- _DOCUMENT TEXT_:

——————

On December 30, 1780, Jefferson received positive news of Arnold's invasion.469 He had been warned by Washington that just this event was likely to occur;470 but he had not summoned to the colors a single man of the militia, probably fifty thousand of whom were available,471 nor taken any measures to prepare for it. Not until the hostile vessels entered Virginia waters to disembark the invading force was General Nelson sent to watch the enemy and call out the local militia of the adjacent vicinity; and not until news came that the British were on their way up the James River did the Governor summon the militia of the neighboring counties. The Royal soldiers reached Richmond on January 4, 1781, without opposition; there Arnold burned some military factories and munitions, and returned down the river. John Marshall hastened to the point of danger, and was one of the small American force that ambushed the British some distance below Westover, but that scattered in panic at the first fire of the invaders.472

Jefferson's conduct at this time and especially during the subsequent invasion of the State has given an unhappy and undeserved coloring to his personal character.473 It all but led to his impeachment by the Virginia Legislature;474 and to this day his biographers are needlessly explanatory and apologetic in regard to this phase of his career. These incidents confirmed the unfortunate impressions of Jefferson which Marshall and nearly all the Virginia officers and soldiers had formed at Valley Forge. Very few of them afterward changed their unfavorable opinion.475

It was his experience, then, on the march, in camp, and on the battlefield, that taught John Marshall the primary lesson of the necessity of efficient government. Also his military life developed his real temperament, which was essentially conservative. He had gone into the army, as he himself declared, with "wild and enthusiastic notions,"476 unlike those of the true Marshall. It did not occur to this fighting Virginia youth when, responding to Patrick Henry's call, he marched southward under the coiled-rattlesnake flag inscribed "Don't tread on me," that anything was needed except to drive the oppressor into the sea. A glorious, vague "liberty" would do the rest, thought the stripling backwoods "shirtman," as indeed almost all of those who favored the patriot cause seemed to think.477

And when in blue and buff, as an officer of the Continental army, he joined Washington, the boyish Virginia lieutenant was still a frontier individualist, though of the moderate type. But four years of fighting and suffering showed him that, without a strong and practical government, democracy cannot solve its giant problems and orderly liberty cannot live. The ramshackle Revolutionary establishment was, he found, no government at all. Hundreds of instances of its incredible dissensions and criminal inefficiency faced him throughout these four terrible years; and Marshall has recorded many of them.

——————

- _PROBLEM REQUIREMENTS_:
Continue the passage on John Marshall's wartime experience from the point where it stops.

- _GIVEN INFORMATION_:
——————

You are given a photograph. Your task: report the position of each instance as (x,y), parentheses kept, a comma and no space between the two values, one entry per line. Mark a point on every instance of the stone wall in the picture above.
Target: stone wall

——————

- _RESPONSE TO THE EXERCISE_:
Not only did each State do as it pleased, as we have seen, but these pompous sovereignties actually interfered in direct and fatal fashion with the Continental army itself. For example, when the soldiers of the line from one State happened to be in another State, the civil power of the latter often "attempted to interfere and to discharge them, notwithstanding the fact that they were not even citizens of that State."478 The mutiny of underfed, poorly clothed, unpaid troops, even in the State lines; the yielding of Congress to their demands, which, though just in themselves, it was perilous to grant on compulsion;479 the discontent of the people caused by the forcible State seizure of supplies, – a seizure which a strong National Government could not have surpassed in harshness,480– were still other illustrations of the absolute need of an efficient central power. A few "judicious patriots" did urge the strengthening of National authority, but, writes Marshall, they were helpless to "correct that fatal disposition of power [by States and Congress] which had been made by enthusiasm uninstructed by experience."481 Time and again Marshall describes the utter absence of civil and military correlations and the fearful results he had felt and witnessed while a Revolutionary officer.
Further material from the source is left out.